[[ DATA EXTRACTS open ]]

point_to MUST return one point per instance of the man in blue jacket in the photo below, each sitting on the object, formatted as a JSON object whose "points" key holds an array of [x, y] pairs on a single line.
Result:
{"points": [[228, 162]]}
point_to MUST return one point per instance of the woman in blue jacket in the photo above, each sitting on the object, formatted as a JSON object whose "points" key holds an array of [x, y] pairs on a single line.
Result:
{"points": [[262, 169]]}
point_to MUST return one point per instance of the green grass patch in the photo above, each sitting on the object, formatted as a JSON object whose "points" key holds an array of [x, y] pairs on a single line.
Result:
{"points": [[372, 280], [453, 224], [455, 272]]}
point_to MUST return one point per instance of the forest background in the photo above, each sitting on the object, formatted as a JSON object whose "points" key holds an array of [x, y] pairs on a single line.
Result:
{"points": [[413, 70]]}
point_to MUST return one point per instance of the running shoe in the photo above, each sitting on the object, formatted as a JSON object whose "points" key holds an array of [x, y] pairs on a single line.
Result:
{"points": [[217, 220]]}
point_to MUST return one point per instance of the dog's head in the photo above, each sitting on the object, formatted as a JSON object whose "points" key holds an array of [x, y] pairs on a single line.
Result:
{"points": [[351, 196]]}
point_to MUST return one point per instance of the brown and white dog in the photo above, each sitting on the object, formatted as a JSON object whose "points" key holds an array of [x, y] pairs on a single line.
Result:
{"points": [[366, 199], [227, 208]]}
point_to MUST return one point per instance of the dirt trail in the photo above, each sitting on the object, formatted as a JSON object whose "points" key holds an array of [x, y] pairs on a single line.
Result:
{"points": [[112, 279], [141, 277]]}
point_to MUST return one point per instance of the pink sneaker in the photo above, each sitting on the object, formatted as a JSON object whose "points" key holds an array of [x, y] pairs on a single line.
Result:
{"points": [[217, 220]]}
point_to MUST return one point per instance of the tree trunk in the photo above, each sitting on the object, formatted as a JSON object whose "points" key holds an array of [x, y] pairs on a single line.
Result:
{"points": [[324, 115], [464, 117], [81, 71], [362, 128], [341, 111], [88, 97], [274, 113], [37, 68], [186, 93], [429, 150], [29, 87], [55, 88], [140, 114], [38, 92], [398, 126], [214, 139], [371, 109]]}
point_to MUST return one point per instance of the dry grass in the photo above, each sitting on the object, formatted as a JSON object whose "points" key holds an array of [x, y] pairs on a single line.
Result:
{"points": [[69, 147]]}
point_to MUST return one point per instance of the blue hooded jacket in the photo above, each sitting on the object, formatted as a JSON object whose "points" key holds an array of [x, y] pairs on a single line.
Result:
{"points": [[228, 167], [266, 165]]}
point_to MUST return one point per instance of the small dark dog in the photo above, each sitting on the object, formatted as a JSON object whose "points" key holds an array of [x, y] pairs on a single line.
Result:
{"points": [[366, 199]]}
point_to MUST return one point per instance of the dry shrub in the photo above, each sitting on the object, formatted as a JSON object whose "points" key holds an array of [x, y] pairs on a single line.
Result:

[[ DATA EXTRACTS closed ]]
[[ DATA EXTRACTS open ]]

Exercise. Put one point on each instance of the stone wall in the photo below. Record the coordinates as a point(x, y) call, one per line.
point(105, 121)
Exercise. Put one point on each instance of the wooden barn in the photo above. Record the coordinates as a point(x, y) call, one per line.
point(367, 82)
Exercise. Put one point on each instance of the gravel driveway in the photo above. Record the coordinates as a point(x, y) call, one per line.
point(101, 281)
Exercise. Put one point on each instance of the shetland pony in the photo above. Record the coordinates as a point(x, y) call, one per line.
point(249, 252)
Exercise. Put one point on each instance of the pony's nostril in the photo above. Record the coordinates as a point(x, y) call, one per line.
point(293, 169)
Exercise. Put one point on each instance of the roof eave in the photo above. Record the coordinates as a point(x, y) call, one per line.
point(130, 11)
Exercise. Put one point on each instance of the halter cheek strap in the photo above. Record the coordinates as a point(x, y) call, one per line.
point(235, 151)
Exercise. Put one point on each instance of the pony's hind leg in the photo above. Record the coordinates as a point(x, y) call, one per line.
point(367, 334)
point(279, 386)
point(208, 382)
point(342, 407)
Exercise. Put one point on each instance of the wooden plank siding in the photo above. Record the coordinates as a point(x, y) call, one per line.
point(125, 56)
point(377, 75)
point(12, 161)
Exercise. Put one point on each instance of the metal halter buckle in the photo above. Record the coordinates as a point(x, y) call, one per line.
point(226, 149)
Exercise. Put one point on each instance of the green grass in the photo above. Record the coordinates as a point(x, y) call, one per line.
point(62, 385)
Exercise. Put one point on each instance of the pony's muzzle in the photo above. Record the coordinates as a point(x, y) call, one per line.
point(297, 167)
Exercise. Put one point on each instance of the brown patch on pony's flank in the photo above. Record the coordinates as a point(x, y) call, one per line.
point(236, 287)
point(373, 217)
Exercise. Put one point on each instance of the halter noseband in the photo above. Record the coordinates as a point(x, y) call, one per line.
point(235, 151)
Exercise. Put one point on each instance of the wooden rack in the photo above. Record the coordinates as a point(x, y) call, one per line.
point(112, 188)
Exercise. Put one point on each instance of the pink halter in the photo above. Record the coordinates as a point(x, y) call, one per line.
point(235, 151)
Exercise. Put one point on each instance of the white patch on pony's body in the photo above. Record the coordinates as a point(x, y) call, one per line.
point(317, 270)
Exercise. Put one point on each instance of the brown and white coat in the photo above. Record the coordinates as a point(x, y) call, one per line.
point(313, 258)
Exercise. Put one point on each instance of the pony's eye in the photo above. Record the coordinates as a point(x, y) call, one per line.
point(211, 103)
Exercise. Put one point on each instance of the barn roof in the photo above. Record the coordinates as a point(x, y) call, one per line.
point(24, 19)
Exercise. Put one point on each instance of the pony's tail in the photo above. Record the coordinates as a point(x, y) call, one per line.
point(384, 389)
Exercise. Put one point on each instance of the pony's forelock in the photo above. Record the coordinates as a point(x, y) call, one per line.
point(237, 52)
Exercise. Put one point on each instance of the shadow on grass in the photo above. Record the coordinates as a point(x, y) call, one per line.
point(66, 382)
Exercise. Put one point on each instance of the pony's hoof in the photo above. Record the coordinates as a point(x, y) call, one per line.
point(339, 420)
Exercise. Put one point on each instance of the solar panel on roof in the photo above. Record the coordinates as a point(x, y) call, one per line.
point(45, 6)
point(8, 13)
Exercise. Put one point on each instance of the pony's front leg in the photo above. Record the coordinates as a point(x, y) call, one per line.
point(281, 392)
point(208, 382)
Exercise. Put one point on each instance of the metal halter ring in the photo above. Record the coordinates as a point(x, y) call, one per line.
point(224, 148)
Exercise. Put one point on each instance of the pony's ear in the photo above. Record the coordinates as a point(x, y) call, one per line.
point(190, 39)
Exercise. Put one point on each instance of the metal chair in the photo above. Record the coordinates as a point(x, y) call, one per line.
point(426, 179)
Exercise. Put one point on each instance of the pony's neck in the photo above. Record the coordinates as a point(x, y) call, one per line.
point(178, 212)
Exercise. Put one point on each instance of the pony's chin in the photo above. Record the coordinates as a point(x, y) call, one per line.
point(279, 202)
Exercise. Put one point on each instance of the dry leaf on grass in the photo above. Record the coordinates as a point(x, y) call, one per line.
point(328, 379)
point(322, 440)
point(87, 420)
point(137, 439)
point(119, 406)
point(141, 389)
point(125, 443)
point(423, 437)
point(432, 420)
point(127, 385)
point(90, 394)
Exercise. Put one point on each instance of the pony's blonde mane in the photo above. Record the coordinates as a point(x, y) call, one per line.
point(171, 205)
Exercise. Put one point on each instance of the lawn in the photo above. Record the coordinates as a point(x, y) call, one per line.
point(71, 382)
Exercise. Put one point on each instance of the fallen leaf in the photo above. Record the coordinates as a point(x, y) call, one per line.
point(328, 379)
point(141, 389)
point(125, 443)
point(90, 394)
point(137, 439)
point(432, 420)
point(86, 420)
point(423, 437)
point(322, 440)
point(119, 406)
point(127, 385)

[[ DATA EXTRACTS closed ]]
[[ DATA EXTRACTS open ]]

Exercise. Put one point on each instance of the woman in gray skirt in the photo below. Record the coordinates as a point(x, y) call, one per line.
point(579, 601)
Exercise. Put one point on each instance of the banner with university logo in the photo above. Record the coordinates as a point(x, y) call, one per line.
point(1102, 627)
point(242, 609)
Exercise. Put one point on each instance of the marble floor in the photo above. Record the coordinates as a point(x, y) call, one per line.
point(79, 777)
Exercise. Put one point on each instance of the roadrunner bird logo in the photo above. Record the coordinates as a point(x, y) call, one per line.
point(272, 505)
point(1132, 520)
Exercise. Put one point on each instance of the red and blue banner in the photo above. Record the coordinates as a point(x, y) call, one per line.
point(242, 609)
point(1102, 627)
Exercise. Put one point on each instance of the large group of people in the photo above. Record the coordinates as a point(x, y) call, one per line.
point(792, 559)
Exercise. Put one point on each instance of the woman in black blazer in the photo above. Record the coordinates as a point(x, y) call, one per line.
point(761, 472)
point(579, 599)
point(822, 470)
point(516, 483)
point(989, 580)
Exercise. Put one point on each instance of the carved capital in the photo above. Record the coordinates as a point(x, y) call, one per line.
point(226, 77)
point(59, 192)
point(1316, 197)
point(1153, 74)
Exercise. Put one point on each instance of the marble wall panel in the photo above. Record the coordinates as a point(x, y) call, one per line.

[[ DATA EXTRACTS closed ]]

◆ WHAT YOU NEED TO DO
Filter the listing for the word "jacket" and copy each line that has it.

◆ SOLUTION
point_to MUST return one point per instance of the man in blue jacket in the photo below, each sitting on the object, formatted as a JSON object whose "points" key holds an array of [x, y] pairs on a single line.
point_to MUST return one point per instance of the woman in blue jacket in the photo above, each sitting on the object, formatted as a JSON object whose "points" key holds an array of [x, y] pairs on a single line.
point_to MUST return one point per instance of the blue hooded jacket in the photo above, each sitting on the object, formatted as a JSON object whose "points" key holds an array of [x, y] pairs on a single line.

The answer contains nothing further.